Rewrite the rows starting at the one containing "As a courtesy, could you identify the electric" and ending at the one containing "[179,160,182,185]", changing "electric pole" to "utility pole" and keeping everything else the same.

▶ _MATERIAL SHOWN_:
——————————
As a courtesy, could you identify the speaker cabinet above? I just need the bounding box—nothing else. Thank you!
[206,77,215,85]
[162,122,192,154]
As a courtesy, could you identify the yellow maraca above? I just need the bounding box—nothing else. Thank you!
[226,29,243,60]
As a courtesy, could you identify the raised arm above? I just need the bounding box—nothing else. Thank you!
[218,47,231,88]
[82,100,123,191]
——————————
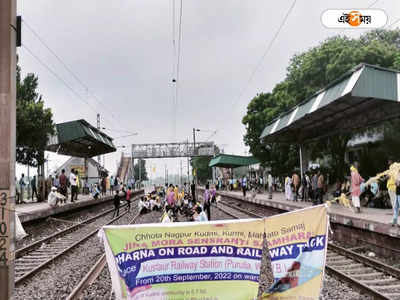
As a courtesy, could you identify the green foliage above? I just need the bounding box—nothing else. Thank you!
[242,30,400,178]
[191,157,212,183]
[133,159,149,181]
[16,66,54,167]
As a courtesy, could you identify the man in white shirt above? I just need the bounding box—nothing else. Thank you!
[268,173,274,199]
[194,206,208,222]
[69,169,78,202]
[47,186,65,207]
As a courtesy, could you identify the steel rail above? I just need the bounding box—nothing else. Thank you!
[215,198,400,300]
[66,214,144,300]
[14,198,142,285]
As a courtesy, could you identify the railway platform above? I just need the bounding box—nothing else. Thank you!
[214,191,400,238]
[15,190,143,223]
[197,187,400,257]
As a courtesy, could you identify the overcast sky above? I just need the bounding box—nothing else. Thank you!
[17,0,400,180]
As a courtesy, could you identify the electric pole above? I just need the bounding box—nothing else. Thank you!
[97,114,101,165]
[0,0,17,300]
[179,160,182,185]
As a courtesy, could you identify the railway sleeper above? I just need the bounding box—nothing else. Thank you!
——————————
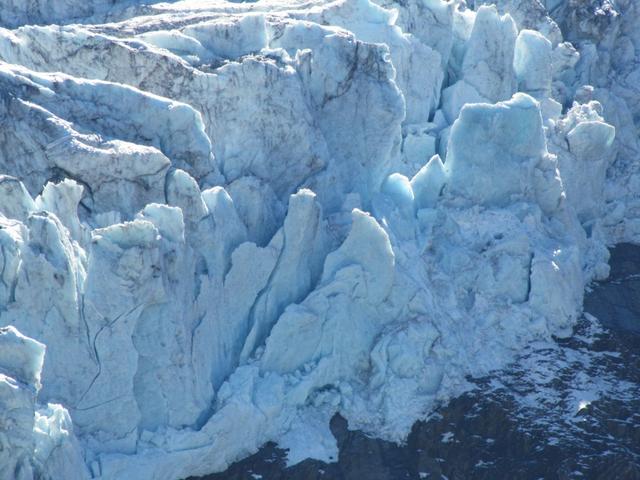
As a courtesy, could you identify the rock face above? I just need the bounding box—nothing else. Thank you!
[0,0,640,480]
——————————
▶ _ANSWER IN FULL_:
As a courtesy, could you identify the utility pole above? I just need the bounding box—nothing else. Thank you!
[97,114,101,165]
[0,0,17,300]
[179,160,182,185]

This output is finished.